((

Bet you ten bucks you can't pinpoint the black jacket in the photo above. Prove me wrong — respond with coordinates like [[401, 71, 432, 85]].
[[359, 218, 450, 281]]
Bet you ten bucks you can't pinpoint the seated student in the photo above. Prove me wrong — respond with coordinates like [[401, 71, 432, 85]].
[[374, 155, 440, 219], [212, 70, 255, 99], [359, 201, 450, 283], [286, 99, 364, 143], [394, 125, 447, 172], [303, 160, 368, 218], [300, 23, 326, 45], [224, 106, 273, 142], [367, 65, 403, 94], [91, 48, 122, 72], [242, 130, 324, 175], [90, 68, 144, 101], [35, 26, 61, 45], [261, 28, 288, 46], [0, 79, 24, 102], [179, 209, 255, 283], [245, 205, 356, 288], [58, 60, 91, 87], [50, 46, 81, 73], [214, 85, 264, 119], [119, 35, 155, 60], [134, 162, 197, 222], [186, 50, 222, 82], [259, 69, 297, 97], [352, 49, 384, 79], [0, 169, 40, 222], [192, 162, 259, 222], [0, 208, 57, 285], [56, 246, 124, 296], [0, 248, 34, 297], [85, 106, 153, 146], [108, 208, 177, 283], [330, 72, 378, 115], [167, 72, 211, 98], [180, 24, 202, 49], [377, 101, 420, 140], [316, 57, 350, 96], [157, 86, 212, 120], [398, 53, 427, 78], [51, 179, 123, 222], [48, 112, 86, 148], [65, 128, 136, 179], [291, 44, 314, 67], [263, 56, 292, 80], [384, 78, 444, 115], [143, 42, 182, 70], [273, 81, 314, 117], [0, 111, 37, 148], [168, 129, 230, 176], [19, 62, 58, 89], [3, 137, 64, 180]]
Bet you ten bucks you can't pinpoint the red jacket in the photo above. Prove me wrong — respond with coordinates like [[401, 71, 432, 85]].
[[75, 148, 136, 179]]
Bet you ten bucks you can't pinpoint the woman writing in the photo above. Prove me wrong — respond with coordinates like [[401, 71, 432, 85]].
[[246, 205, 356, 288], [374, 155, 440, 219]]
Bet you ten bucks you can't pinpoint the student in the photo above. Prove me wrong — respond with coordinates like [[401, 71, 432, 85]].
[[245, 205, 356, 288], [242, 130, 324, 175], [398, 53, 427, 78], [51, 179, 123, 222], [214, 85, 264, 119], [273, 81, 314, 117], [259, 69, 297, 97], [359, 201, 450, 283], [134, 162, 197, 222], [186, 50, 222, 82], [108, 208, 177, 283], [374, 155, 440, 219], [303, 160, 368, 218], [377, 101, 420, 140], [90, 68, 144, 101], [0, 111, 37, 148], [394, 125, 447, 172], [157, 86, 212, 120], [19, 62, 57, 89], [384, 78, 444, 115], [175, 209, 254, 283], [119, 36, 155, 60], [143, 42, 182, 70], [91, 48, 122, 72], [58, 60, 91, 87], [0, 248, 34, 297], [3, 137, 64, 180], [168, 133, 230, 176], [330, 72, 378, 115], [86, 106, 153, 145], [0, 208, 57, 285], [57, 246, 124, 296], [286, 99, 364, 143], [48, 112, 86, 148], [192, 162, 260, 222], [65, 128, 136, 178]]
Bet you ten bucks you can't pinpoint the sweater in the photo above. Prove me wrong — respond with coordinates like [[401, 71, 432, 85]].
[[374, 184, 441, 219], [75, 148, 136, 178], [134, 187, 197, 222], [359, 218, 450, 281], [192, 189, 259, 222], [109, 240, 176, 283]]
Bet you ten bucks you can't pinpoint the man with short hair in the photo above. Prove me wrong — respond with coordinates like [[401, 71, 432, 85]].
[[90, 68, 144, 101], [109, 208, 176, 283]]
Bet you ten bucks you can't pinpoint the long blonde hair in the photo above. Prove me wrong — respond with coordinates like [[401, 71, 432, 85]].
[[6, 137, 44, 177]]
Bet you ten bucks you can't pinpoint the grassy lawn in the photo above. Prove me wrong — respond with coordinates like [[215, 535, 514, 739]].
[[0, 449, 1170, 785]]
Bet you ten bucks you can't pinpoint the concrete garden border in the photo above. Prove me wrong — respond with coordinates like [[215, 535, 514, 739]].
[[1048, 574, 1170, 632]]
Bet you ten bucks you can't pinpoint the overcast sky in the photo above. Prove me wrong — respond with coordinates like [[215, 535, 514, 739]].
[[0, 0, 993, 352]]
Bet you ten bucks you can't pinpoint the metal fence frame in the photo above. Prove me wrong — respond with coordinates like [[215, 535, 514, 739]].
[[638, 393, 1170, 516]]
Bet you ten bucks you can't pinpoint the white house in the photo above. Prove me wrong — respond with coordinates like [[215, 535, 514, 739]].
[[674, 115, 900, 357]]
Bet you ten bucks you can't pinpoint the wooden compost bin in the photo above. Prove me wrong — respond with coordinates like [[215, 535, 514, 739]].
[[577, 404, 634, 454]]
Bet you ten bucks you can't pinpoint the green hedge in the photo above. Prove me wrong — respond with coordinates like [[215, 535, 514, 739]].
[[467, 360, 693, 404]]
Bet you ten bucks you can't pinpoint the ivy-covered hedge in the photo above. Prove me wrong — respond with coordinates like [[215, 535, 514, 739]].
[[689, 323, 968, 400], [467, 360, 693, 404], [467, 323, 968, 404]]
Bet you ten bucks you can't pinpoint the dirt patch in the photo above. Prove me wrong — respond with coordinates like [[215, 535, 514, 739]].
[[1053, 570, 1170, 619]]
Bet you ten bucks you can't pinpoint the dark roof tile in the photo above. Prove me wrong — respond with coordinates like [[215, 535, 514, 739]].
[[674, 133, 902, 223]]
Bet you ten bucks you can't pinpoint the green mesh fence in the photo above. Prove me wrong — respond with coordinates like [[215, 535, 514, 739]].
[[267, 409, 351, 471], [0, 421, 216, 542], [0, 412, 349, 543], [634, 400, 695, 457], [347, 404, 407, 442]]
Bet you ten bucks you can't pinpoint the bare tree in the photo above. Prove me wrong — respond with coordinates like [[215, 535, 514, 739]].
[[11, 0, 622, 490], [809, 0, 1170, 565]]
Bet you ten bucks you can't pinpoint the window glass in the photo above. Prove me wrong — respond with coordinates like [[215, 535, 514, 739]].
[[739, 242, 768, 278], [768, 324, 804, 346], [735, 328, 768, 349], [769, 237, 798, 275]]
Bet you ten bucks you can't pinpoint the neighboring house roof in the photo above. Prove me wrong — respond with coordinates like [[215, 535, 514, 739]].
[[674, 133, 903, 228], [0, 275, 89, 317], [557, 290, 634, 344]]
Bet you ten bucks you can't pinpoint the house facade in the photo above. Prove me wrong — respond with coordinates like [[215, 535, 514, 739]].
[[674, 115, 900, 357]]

))

#### JOB:
Rewrite the records from the line containing "Bet you ten bucks you can't pinpoint the long" up to and including the line containing "[[1053, 570, 1170, 619]]", replacing "ten bucks" with "twenty bucks" and leaving all else unchanged.

#### SOLUTION:
Bet you twenty bucks you can't pinpoint the long blonde hair in the photo above. Prove me wrong — respond with coordinates like [[401, 71, 432, 85]].
[[6, 137, 44, 177]]
Bet you twenty bucks you can't pinpoint the grassy lawn in the photo above. Prove me wrong — respond with coordinates like [[215, 535, 514, 739]].
[[0, 449, 1170, 785]]
Bet you twenty bucks you can't pinpoint the concrete garden border in the photo above. Prove me wrong — respond with coordinates like [[215, 535, 514, 739]].
[[1048, 574, 1170, 632]]
Bet you twenty bucks you can't pinpoint the overcast sky in the photo above. Prove me wrong — respond with coordinates like [[215, 535, 514, 739]].
[[0, 0, 993, 352]]
Bet you twenty bucks you can't pinpoint the metal fence frame in the photo above. Prove me wrong — respond with coordinates like [[215, 535, 514, 739]].
[[638, 393, 1170, 516]]
Bet you twenty bucks you can't pinpoint the white house in the photo above. Prove me wrong — respond with coordinates like [[215, 535, 514, 739]].
[[674, 115, 900, 357]]
Bet you twenty bucks you can't pinpoint the wooden compost bin in the photo above. Prove me wrong — respond with coordinates like [[215, 535, 514, 739]].
[[577, 404, 634, 454]]
Bet you twenty bucks you can't pinpoint the green hedge in the photo above. Prove me wrong — respond with coordinates like [[215, 535, 514, 739]].
[[467, 360, 693, 404]]
Bet you twenty bucks you can't pinpoint the ivy-covered hedge in the photo above. Prove me wrong — respond with coordinates like [[215, 535, 514, 739]].
[[689, 323, 968, 400], [467, 360, 693, 404], [467, 323, 968, 404]]
Bet you twenty bucks you can't pinpoint the dirt patch in the photo above. Prove me wrong — respond with coordinates like [[215, 535, 514, 739]].
[[1053, 570, 1170, 619]]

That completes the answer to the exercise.